**PAGE EXTRACT:**
>> Start
Volume 836: debated on Thursday 22 February 2024

Commons Urgent Question

My Lords, with the leave of the House, I shall now repeat in the form of a Statement the Answer given by my honourable friend Felicity Buchan to an Urgent Question in another place. The Statement is as follows:

“May I thank the right honourable gentleman for raising the issue of the Inter Faith Network? I am grateful for all his work as chair of the All-party Group on Faith and Society and as a long-standing advocate for dialogue across faiths.

As my honourable friend the Minister for Local Government said during an Adjournment debate on this on 10 January, we know full well the role that faith communities play in our society. We are extremely supportive of efforts by faith groups and others to bring together people of different faiths and beliefs.

The Secretary of State wrote to the co-chairs of the Inter Faith Network on 19 January this year to inform them that he was minded to withdraw the offer of funding for the 2023-24 financial year. This was because of the appointment of a member of the Muslim Council of Britain to the board of trustees of the IFN. As the House will be aware, successive Governments have had a long-standing policy of non-engagement with the MCB. The appointment of an MCB member to the core governance structure of a government-funded organisation therefore poses a reputational risk to the Government.

The Secretary of State invited the IFN to make representations on this matter, which it subsequently did. The Secretary of State carefully considered the points raised by the IFN before concluding that its points were outweighed by the need to maintain the Government’s policy of non-engagement with the MCB, and the risk of compromising the credibility and effectiveness of that policy. Inter-faith work is valuable, but that does not require us to use taxpayers’ money in a way that legitimises the influence of organisations such as the MCB.
>> End
**SOURCE MATERIAL:**
>> Start
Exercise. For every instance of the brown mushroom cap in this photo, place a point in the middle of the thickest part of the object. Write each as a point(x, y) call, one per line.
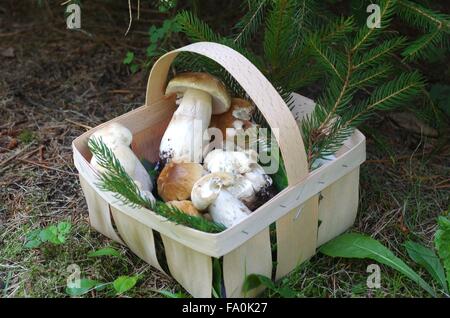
>> End
**CHALLENGE:** Can you quote, word for word, the stretch of the Inter Faith Network statement from "As my honourable" through "to the Government."?

**TASK RESULT:**
As my honourable friend the Minister for Local Government said during an Adjournment debate on this on 10 January, we know full well the role that faith communities play in our society. We are extremely supportive of efforts by faith groups and others to bring together people of different faiths and beliefs.

The Secretary of State wrote to the co-chairs of the Inter Faith Network on 19 January this year to inform them that he was minded to withdraw the offer of funding for the 2023-24 financial year. This was because of the appointment of a member of the Muslim Council of Britain to the board of trustees of the IFN. As the House will be aware, successive Governments have had a long-standing policy of non-engagement with the MCB. The appointment of an MCB member to the core governance structure of a government-funded organisation therefore poses a reputational risk to the Government.